Problem requirements: Display each line in the items below that includes the word "query".

Working data:
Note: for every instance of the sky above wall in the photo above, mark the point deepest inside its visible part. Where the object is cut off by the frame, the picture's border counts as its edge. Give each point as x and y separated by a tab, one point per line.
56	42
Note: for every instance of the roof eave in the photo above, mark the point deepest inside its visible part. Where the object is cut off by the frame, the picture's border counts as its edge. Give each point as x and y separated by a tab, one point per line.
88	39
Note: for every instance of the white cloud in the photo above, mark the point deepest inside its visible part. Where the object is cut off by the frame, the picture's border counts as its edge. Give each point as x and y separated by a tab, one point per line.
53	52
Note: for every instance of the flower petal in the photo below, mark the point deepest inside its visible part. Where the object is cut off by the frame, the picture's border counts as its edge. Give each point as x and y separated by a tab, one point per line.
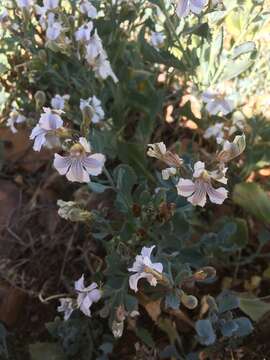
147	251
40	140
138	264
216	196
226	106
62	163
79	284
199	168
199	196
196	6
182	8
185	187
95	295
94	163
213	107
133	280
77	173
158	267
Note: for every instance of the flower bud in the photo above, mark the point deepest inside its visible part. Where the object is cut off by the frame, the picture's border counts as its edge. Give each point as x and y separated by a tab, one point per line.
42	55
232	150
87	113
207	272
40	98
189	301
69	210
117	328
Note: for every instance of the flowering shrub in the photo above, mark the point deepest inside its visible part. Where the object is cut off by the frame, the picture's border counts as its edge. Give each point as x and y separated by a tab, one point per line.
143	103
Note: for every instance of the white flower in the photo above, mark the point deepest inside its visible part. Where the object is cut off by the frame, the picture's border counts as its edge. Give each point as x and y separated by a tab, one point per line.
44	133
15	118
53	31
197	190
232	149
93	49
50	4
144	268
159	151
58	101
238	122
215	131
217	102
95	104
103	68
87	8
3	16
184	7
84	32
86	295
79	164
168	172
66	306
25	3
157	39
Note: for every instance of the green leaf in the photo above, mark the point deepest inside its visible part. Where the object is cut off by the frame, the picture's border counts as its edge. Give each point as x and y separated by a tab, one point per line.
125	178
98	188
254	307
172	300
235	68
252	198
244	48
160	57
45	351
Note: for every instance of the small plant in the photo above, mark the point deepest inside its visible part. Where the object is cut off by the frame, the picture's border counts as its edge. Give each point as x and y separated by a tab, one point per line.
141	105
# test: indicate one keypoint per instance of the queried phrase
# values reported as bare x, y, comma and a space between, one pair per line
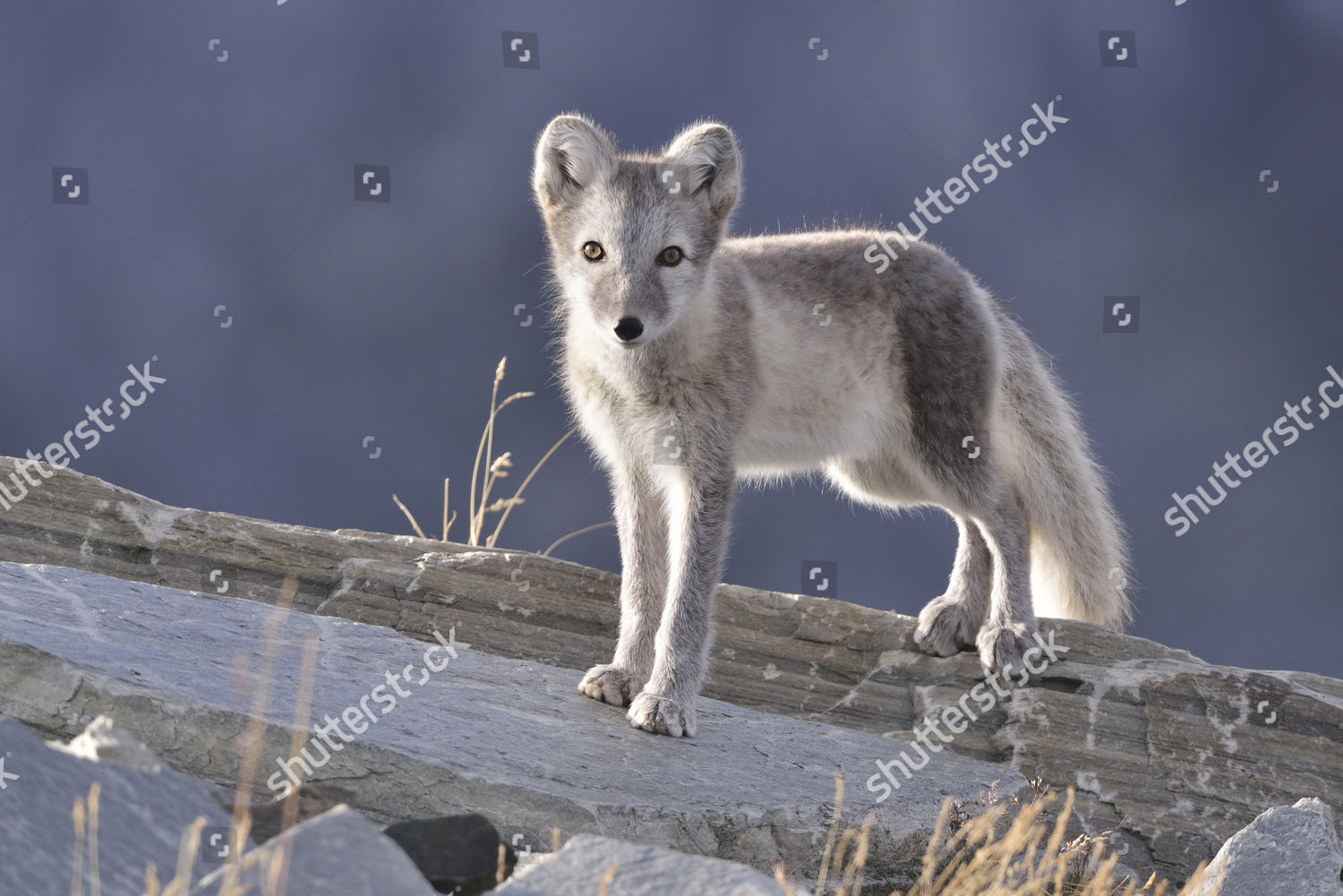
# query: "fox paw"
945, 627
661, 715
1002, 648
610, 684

---

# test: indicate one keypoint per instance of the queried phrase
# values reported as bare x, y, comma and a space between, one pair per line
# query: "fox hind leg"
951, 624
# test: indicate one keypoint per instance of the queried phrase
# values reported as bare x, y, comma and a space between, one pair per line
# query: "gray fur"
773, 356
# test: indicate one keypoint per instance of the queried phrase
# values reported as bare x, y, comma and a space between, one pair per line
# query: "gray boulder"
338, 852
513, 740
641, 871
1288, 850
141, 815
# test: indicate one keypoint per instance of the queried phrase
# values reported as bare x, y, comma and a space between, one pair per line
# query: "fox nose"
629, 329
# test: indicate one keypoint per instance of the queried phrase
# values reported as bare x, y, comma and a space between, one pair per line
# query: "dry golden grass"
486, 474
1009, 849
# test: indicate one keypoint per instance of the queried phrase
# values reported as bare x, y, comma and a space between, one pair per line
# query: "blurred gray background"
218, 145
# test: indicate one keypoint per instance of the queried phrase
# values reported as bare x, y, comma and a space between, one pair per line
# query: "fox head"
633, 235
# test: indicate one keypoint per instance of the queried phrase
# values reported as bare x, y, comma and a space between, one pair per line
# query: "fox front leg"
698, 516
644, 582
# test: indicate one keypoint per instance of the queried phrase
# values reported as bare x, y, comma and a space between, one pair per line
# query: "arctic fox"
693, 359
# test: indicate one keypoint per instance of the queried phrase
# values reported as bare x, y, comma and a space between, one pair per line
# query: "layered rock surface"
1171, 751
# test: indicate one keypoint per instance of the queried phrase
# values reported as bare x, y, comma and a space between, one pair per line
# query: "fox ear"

Response to the task:
# query: "fox paw"
# query: "fox hind leg"
# query: "gray fur"
# query: "gray boulder"
# query: "fox nose"
# query: "dry golden grass"
# query: "blurred gray background"
# query: "fox head"
# query: "fox front leg"
# query: "arctic fox"
# query: "layered rock surface"
# query: "fox ear"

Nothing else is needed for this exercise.